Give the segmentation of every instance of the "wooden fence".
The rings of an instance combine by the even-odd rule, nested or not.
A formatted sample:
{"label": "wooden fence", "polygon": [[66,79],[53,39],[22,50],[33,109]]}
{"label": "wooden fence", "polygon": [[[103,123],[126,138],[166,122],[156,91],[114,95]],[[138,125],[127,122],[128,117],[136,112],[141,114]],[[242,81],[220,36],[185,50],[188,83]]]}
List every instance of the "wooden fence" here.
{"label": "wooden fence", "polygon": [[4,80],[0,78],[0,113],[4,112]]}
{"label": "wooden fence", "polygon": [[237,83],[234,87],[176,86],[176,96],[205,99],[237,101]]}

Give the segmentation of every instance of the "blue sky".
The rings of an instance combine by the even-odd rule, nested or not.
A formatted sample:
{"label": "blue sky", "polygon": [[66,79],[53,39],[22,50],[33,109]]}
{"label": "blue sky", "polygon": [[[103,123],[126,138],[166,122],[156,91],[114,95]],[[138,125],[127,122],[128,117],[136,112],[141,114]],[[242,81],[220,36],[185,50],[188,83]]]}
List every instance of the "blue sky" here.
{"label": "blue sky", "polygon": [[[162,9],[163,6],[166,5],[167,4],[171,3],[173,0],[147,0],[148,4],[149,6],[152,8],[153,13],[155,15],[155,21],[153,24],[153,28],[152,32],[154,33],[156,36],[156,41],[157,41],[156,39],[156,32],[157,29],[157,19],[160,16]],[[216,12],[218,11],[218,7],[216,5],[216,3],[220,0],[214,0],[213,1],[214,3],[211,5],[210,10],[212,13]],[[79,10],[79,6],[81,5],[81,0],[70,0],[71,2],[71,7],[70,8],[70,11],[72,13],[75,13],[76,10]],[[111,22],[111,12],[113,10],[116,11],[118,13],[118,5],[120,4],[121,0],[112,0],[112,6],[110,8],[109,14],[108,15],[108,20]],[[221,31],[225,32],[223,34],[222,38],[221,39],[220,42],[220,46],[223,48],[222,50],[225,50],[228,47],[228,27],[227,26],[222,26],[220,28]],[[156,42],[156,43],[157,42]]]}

══════════

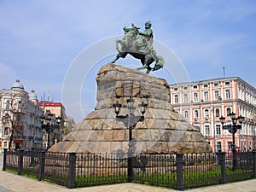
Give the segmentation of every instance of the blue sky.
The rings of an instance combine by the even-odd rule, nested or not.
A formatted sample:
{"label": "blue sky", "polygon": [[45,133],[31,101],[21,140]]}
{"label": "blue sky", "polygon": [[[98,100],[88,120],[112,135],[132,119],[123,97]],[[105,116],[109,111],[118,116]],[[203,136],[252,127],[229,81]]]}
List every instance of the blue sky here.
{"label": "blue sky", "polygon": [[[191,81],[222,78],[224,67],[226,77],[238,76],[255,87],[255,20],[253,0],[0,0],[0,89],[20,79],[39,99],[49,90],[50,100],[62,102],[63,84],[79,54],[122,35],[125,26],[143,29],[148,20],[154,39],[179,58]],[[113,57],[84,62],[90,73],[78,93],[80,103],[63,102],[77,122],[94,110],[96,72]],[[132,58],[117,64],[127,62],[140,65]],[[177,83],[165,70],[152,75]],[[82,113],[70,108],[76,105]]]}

══════════

◆ WHAT IS NEEDED
Count the lines above that contain the word "wooden". Reply with the number only.

◆ ANSWER TO THE EXERCISE
6